→ **Goal of the exercise**: Quote the listing below in its entirety, omitting every image.

→ **Supplied material**:
Segment Open

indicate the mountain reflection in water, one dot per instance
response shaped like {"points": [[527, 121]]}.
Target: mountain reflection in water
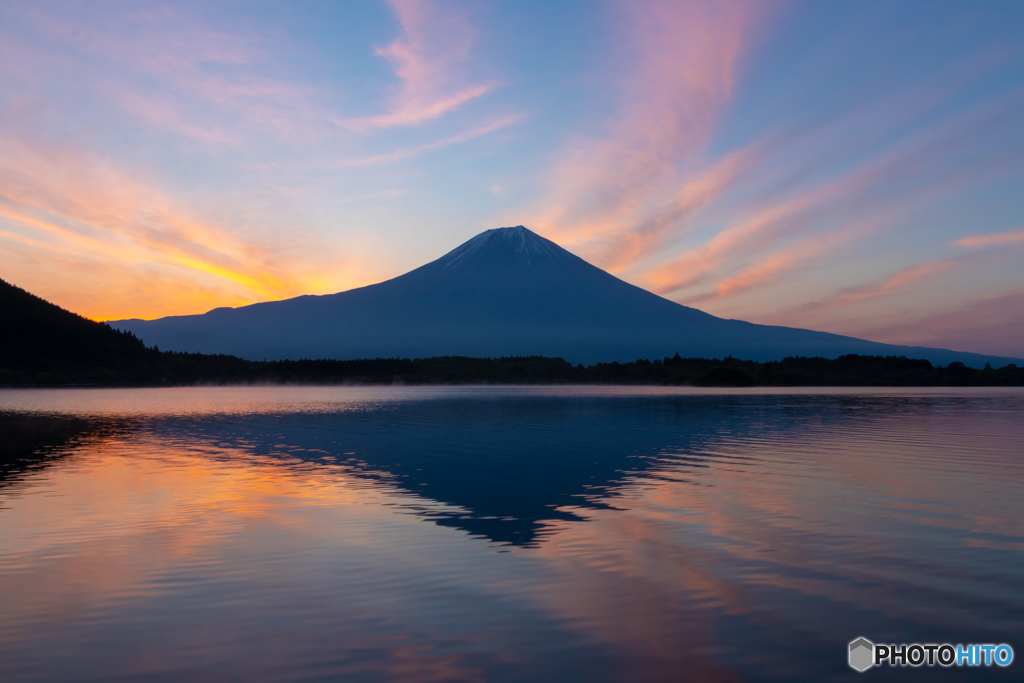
{"points": [[390, 534]]}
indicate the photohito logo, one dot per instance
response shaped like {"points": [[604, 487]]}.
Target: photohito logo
{"points": [[864, 654]]}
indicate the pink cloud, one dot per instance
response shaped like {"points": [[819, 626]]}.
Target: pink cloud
{"points": [[992, 324], [893, 283], [432, 44], [627, 189], [770, 267], [410, 152], [993, 239], [68, 206]]}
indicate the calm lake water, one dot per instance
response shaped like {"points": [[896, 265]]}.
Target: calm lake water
{"points": [[486, 534]]}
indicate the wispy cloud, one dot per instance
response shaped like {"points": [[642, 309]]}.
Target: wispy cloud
{"points": [[425, 56], [991, 324], [74, 207], [414, 151], [993, 239], [620, 195], [894, 283], [770, 267]]}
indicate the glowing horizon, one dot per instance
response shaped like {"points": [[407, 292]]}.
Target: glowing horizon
{"points": [[843, 168]]}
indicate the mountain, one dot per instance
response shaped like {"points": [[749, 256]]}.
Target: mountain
{"points": [[42, 341], [506, 292]]}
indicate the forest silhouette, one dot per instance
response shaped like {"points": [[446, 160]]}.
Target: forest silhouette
{"points": [[42, 344]]}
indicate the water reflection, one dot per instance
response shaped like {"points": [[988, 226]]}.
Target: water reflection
{"points": [[496, 535]]}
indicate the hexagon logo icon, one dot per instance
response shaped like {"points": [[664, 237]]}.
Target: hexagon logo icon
{"points": [[861, 654]]}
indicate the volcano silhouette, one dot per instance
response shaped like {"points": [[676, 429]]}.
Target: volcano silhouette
{"points": [[506, 292]]}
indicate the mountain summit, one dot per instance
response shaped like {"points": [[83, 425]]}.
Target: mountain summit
{"points": [[506, 292], [508, 248]]}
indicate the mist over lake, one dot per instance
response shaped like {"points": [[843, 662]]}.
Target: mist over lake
{"points": [[491, 534]]}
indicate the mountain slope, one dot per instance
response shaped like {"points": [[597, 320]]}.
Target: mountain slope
{"points": [[38, 337], [505, 292]]}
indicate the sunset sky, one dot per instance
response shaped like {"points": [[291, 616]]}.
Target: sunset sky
{"points": [[852, 167]]}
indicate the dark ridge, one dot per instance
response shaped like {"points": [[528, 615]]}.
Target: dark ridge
{"points": [[49, 345], [505, 292], [44, 345]]}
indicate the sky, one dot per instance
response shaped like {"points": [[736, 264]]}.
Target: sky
{"points": [[850, 167]]}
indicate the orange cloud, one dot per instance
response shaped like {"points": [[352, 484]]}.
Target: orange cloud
{"points": [[71, 209], [993, 239], [408, 153], [424, 57]]}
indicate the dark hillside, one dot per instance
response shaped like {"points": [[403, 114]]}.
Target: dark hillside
{"points": [[43, 343]]}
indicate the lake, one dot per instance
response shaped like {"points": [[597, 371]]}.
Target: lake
{"points": [[498, 534]]}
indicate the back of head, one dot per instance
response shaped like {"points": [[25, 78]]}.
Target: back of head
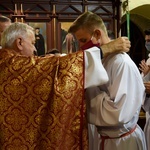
{"points": [[89, 21], [14, 31]]}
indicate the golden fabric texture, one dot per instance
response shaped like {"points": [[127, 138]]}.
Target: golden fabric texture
{"points": [[42, 102]]}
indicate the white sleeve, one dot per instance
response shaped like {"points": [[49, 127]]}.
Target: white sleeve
{"points": [[95, 74]]}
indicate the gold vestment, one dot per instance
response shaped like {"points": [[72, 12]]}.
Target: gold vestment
{"points": [[42, 103]]}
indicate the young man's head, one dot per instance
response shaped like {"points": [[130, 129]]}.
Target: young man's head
{"points": [[89, 29], [147, 39], [19, 37], [4, 23]]}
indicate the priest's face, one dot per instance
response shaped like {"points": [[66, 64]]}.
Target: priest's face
{"points": [[28, 45], [86, 39]]}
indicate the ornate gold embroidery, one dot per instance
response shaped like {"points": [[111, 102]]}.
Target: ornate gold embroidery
{"points": [[41, 102]]}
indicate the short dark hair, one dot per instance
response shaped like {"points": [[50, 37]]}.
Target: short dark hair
{"points": [[147, 32], [4, 19]]}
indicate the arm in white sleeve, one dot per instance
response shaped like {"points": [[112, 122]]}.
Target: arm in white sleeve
{"points": [[95, 74]]}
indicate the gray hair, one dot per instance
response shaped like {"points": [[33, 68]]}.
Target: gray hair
{"points": [[14, 31]]}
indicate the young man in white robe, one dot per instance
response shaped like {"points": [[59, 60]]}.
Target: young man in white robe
{"points": [[145, 68], [113, 108]]}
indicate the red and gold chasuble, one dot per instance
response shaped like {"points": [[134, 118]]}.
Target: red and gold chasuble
{"points": [[42, 102]]}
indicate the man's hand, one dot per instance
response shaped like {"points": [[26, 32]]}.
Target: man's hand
{"points": [[144, 67], [121, 44]]}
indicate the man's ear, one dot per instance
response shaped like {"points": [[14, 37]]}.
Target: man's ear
{"points": [[19, 43]]}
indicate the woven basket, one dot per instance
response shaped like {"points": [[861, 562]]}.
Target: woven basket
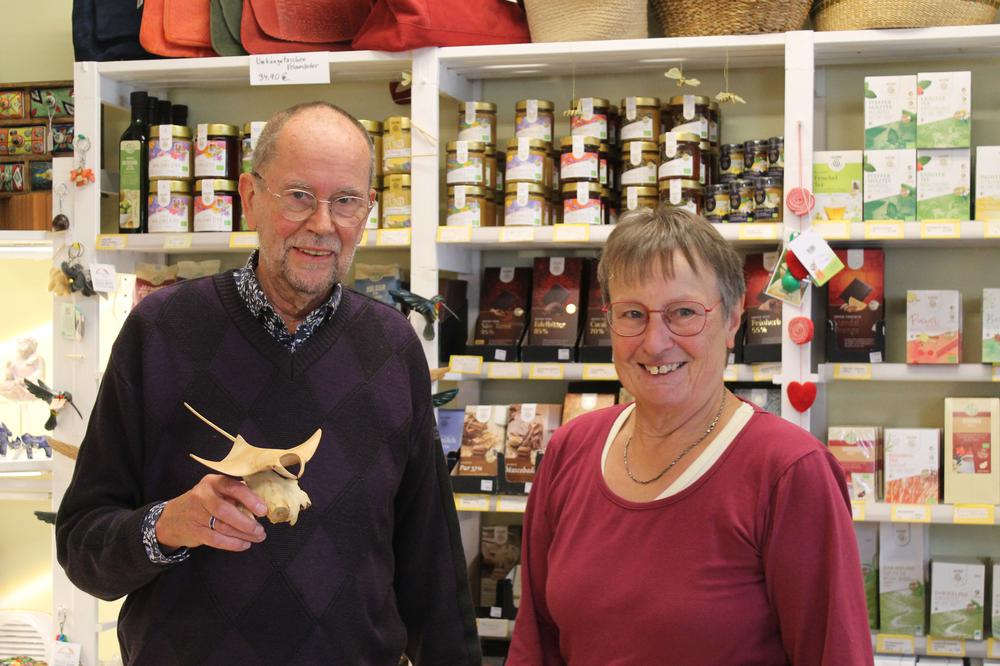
{"points": [[689, 18], [869, 14], [577, 20]]}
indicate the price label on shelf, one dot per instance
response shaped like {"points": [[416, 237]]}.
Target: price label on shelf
{"points": [[177, 242], [392, 237], [517, 234], [852, 371], [472, 502], [112, 241], [895, 644], [884, 230], [974, 514], [545, 371], [503, 370], [758, 231], [243, 239], [940, 229], [283, 69], [765, 372], [910, 513], [598, 371], [454, 234], [833, 230], [940, 647], [465, 365], [512, 504], [571, 233]]}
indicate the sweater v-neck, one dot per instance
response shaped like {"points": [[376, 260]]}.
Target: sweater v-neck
{"points": [[294, 363]]}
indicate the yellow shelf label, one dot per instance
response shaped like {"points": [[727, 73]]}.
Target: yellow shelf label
{"points": [[243, 239], [466, 365], [884, 230], [758, 231], [392, 237], [940, 229], [546, 371], [942, 647], [598, 371], [974, 514], [833, 230], [895, 644], [112, 241], [852, 371], [571, 233], [177, 242], [454, 234], [910, 513], [503, 370]]}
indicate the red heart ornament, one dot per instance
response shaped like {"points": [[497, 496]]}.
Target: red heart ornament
{"points": [[802, 396]]}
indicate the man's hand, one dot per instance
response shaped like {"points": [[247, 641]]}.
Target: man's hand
{"points": [[187, 520]]}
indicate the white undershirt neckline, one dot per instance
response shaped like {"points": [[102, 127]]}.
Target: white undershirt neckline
{"points": [[705, 459]]}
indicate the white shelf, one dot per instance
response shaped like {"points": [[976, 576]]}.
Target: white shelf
{"points": [[902, 372]]}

Segment Closed

→ **Task result**:
indicate the mountain reflection in water, one dot per instance
response shaped like {"points": [[527, 121]]}.
Target: mountain reflection in water
{"points": [[390, 534]]}
indicate the photohito logo, one dot per instance
response shaped like {"points": [[604, 487]]}.
Target: photohito logo
{"points": [[864, 654]]}
indicate the pink cloud, one dot per instance
response shaped like {"points": [[819, 626]]}.
Target: pink cloud
{"points": [[992, 324], [893, 283], [432, 44], [627, 189], [770, 267], [410, 152], [993, 239], [68, 206]]}
indicate the calm lake water, one dot per instance
response shaped like {"points": [[896, 265]]}.
Target: calm lake water
{"points": [[486, 534]]}
indicate the wispy cloud, one dot per instance
response shaped like {"points": [[642, 309]]}.
Target: wispy cloud
{"points": [[425, 56], [991, 324], [74, 207], [414, 151], [993, 239], [620, 195], [894, 283], [770, 267]]}
indicate the glowing horizon, one dot per instance
response shaped like {"points": [[407, 292]]}.
Target: glowing horizon
{"points": [[843, 168]]}
indicate the mountain, one dot per instance
response shaped like {"points": [[749, 256]]}.
Target: mountain
{"points": [[42, 341], [506, 292]]}
indicate the forest silhouette, one dot per instance
response shaped like {"points": [[446, 160]]}.
Target: forest silhouette
{"points": [[42, 344]]}
indicate the water reflection, one dot per instance
response shaped like {"points": [[988, 226]]}.
Target: water reflection
{"points": [[496, 535]]}
indicate the hexagon logo icon, one dot per instance
response shaped like {"points": [[664, 237]]}.
Target: hexagon logo icon
{"points": [[861, 654]]}
indicate the volcano silhouette, one dot per instance
response shaped like {"points": [[676, 429]]}.
Target: volcano silhouette
{"points": [[506, 292]]}
indicate the mountain summit, one dot per instance
response shaped like {"points": [[83, 425]]}.
Target: mountain summit
{"points": [[506, 292], [508, 248]]}
indicate the mist over lake, one dot per instance
response shaped like {"points": [[843, 662]]}.
Target: mist over lake
{"points": [[491, 534]]}
indicate the mountain slope, one dot per instance
response shaped like {"points": [[597, 320]]}.
Target: mountain slope
{"points": [[38, 337], [505, 292]]}
indicate the sunset sky, one dot per instance
response shaped like {"points": [[291, 616]]}.
Target: sunset sky
{"points": [[852, 167]]}
indicate the dark ridge, one dot per instance
response shaped like {"points": [[528, 615]]}.
Target: dark ridge
{"points": [[49, 345], [505, 292], [44, 345]]}
indicate the sky, one dot per instance
response shaped like {"points": [[736, 264]]}.
Target: sky
{"points": [[850, 167]]}
indicate the orange cloud, one dot per instance
response shaped like {"points": [[352, 484]]}.
Target: orange cloud
{"points": [[71, 209], [993, 239], [408, 153], [424, 57]]}
indicate the dark hillside, one dot per instance
response shaped like {"points": [[403, 114]]}.
Target: dark hillside
{"points": [[43, 343]]}
indicate the lake, one dot per instance
response shaped like {"points": [[597, 371]]}.
Target: lake
{"points": [[498, 534]]}
indicate the back of head, one dot per instance
response shaped like {"points": [[25, 78]]}.
Target: back of head
{"points": [[89, 21], [14, 31]]}
indicate the golden fabric texture, one dot per instance
response shaped like {"points": [[127, 138]]}.
Target: golden fabric texture
{"points": [[42, 102]]}
indicate the white sleeve, one dot per instance
response shaped like {"points": [[49, 127]]}.
Target: white sleeve
{"points": [[95, 74]]}
indicate the gold vestment, one dot per instance
response shaped like {"points": [[72, 12]]}.
Target: gold vestment
{"points": [[42, 103]]}
indicate the young man's head, one dot per instance
response shaped like {"points": [[130, 129]]}.
Target: young man's head
{"points": [[89, 29], [147, 39], [19, 37], [4, 23]]}
indicate the priest's face, one dot per instance
response shaped like {"points": [[66, 64]]}.
Target: priest's face
{"points": [[28, 45], [86, 39]]}
indicate the ornate gold embroidery, one dot per instance
response shaped like {"points": [[111, 102]]}.
Target: ornate gold embroidery
{"points": [[41, 102]]}
indicate the short dark hair, one dot per instance
response shaped like {"points": [[50, 37]]}.
Target: short dark hair
{"points": [[147, 32], [4, 19]]}
indicate the arm in white sleeve, one dot per instance
response shaped like {"points": [[112, 122]]}.
Target: arm in white sleeve
{"points": [[95, 74]]}
indicate the gray hair, one dot per instance
response shaped like {"points": [[33, 68]]}.
Target: gray hair
{"points": [[14, 31]]}
indicate the young man in white robe, one dot per instance
response shaped like {"points": [[59, 60]]}.
Target: young man in white robe
{"points": [[145, 68], [113, 108]]}
indicate the red and gold chasuble, one dot per instance
response shaped like {"points": [[134, 118]]}.
Target: red and gold chasuble
{"points": [[42, 102]]}
indicate the man's hand, one dot per instance
response shaped like {"points": [[26, 32]]}.
Target: man's hand
{"points": [[144, 67], [121, 44]]}
indicate the man's ear, one dot per instance
response shaped like {"points": [[14, 37]]}.
Target: man's ear
{"points": [[19, 43]]}
indicate the woven basket, one dot per instance
response shaped like {"points": [[861, 562]]}.
Target: woven basket
{"points": [[689, 18], [869, 14], [577, 20]]}
indicate the price label on shelf, one dot per instance
response shaped like {"points": [[416, 237]]}.
Target: price label on shelf
{"points": [[177, 242], [392, 237], [517, 234], [852, 371], [472, 502], [112, 241], [895, 644], [884, 230], [974, 514], [545, 371], [503, 370], [758, 231], [243, 239], [940, 229], [283, 69], [765, 372], [910, 513], [598, 371], [454, 234], [833, 230], [940, 647], [465, 365], [512, 504], [571, 233]]}
indicate the sweater v-neck, one dot per instance
response shaped like {"points": [[376, 260]]}.
Target: sweater v-neck
{"points": [[294, 363]]}
indicate the yellow shelf label, one dot per instance
response shaped like {"points": [[727, 73]]}.
Target: yellow shelf label
{"points": [[243, 239], [466, 365], [884, 230], [758, 231], [392, 237], [940, 229], [546, 371], [942, 647], [598, 371], [974, 514], [833, 230], [895, 644], [112, 241], [852, 371], [571, 233], [177, 242], [454, 234], [910, 513], [503, 370]]}
indicate the red heart ornament, one dot per instance
response shaped like {"points": [[497, 496]]}.
Target: red heart ornament
{"points": [[802, 396]]}
indicate the man's hand, one dot per instance
response shaped like {"points": [[247, 641]]}.
Target: man's hand
{"points": [[187, 520]]}
indicate the white undershirt neckline, one dot per instance
response shaped like {"points": [[102, 127]]}.
Target: white undershirt neckline
{"points": [[705, 459]]}
indicate the white shelf, one dot per instance
response shaped like {"points": [[976, 576]]}.
Target: white shelf
{"points": [[902, 372]]}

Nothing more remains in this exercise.